▶ [Page text]:
○ ○ ○

Why my OpenACC code remains slower than OpenMP?

Hi Everyone,

I am a newbie in accelerator programming. I encounter a problem when I try to compare the execution time of a simple one-dimensional vector addition accelerated by OpenMP with that by OpenACC. To my surprise, the execution with OpenMP is far faster than that with OpenACC, no matter how big the array size is. In the case where the size of array is set to 2**26, OpenMP takes 73 (ms) while OpenACC needs to spend 396 (ms) to complete the same computation.

Can anyone tell me anything wrong in my code? I attached the code I used for this experiment. Please see below.

Thanks,
Li

    subroutine saxpy_openmp(n,a,x,y)
    implicit none
    integer :: n,i
    real, intent(in) :: x(n),a
    real, intent(inout) :: y(n)
    !$omp parallel do
      do i=1,n
        y(i)=a*x(i)+y(i)     
      enddo
    !$omp end parallel do
    end subroutine saxpy_openmp
    
    subroutine saxpy(n,a,x,y)

○ ○ ○

▶ [Dataset records]:
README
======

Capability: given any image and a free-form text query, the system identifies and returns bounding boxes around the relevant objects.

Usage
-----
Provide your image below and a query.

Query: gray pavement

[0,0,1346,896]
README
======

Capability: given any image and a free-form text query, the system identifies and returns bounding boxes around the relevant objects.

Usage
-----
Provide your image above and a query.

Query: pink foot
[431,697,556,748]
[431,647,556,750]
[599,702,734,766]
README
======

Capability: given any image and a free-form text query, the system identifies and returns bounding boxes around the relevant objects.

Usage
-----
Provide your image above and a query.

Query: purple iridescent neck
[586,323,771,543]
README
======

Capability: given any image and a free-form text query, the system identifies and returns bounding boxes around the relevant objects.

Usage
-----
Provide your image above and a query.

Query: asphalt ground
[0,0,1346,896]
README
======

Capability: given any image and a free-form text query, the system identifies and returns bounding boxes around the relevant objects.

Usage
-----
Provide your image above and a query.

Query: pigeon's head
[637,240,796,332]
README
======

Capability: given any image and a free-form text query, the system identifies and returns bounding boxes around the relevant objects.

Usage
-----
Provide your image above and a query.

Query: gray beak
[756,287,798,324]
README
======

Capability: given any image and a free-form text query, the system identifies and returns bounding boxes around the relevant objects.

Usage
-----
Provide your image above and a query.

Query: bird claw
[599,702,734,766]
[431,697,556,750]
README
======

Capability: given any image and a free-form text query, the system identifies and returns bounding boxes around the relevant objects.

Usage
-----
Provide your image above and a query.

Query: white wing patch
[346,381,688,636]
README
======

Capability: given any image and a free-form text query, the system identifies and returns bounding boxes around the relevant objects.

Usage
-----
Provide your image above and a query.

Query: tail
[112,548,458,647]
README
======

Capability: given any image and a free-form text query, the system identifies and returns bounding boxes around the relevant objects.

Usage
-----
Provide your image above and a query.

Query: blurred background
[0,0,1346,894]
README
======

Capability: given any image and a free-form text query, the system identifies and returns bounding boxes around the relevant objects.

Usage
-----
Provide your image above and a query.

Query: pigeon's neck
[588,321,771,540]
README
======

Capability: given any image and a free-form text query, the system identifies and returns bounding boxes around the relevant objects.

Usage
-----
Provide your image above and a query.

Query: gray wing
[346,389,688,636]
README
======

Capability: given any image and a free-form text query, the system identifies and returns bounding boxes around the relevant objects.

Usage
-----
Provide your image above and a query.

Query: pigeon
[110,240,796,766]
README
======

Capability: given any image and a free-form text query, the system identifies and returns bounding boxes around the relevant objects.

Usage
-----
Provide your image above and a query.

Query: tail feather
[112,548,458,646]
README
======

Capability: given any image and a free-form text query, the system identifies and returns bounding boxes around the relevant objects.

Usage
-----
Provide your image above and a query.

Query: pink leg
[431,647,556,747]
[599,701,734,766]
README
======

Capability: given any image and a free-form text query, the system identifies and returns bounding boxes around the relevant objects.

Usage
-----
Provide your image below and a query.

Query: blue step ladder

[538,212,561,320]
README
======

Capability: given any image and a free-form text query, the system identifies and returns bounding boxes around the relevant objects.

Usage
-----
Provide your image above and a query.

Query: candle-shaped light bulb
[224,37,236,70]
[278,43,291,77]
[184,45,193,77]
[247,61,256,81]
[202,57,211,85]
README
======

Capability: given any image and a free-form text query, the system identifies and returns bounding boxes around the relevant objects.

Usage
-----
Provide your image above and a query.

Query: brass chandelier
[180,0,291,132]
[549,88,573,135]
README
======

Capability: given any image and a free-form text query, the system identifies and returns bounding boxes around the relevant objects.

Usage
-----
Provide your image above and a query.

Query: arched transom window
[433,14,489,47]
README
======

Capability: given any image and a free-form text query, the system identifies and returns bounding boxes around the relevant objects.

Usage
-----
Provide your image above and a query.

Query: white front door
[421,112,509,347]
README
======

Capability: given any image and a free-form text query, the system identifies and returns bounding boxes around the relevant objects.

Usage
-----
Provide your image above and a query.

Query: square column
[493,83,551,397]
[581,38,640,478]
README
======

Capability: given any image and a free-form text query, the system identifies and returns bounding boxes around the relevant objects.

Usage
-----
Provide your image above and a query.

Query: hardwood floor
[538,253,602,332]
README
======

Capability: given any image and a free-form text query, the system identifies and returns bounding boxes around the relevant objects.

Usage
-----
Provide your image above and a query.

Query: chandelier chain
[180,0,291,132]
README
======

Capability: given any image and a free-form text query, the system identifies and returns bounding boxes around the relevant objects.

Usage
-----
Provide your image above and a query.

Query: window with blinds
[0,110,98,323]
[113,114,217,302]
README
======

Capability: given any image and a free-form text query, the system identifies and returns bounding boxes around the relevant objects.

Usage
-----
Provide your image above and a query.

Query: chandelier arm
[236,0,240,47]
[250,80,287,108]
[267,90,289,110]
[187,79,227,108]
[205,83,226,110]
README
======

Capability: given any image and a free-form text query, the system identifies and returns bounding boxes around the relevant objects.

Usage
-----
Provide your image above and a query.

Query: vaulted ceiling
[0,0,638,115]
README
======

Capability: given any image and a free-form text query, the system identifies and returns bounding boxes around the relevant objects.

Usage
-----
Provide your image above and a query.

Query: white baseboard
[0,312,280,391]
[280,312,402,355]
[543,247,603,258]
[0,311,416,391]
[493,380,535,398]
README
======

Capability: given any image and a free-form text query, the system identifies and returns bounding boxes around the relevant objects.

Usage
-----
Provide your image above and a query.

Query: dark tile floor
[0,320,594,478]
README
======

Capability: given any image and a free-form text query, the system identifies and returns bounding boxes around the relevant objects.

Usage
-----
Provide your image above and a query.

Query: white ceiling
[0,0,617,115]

○ ○ ○

▶ [Work instructions]:
- 1) List every variable name declared in the saxpy_openmp subroutine of the OpenACC versus OpenMP forum post.
- 2) In the OpenACC versus OpenMP forum post, why was the author surprised by the timing comparison?
- 3) Extend the OpenACC versus OpenMP forum post, starting right after its final line.

▶ [Task-by-task results]:
- 1) n, i, x, a, y

- 2) The author found the OpenMP version far faster than the OpenACC version at every array size. With the array size set to 2**26, OpenMP took 73 ms while OpenACC took 396 ms for the same computation.

- 3)
    implicit none
    integer :: n, i
    real, intent(in) :: x(n), a
    real, intent(inout) :: y(n)
      do i=1,n
        y(i)=a*x(i)+y(i)    
      enddo
    end subroutine saxpy

    subroutine saxpy_openacc(m,a,x,y1)
    implicit none
    integer :: m, i
    real :: x(m), a
    real :: y1(m)
    !$acc kernels loop present(x,y1)
      do i=1,m
        y1(i)=a*x(i)+y1(i)    
      enddo 

    end subroutine saxpy_openacc    
    
    program p 
     use lapack95 
     use blas95
     use omp_lib
     use accel_lib
     implicit none
     integer :: m=2**26 !don't set the power of 2 to exceed 26
     real :: x(m),y1(m),y2(m),y3(m)
     integer :: r1,r0
     integer :: i,j
        
     do i=1,m
      y1(i)=1.0    
      y2(i)=1.0
      y3(i)=1.0
      x(i)=1.0
     enddo 
     
     call system_clock(r0)
     call saxpy_openmp(m,2.0,x,y2)
     call system_clock(r1)     
     print*,' time: ',r1-r0
     do i=1,10
       print*,y2(i)      
     enddo
     
     call system_clock(r0)
     call saxpy(m,2.0,x,y3)
     call system_clock(r1)
     print*,' time: ',r1-r0
     do i=1,10
       print*,y3(i)      
     enddo   
     
     call acc_init( acc_device_nvidia )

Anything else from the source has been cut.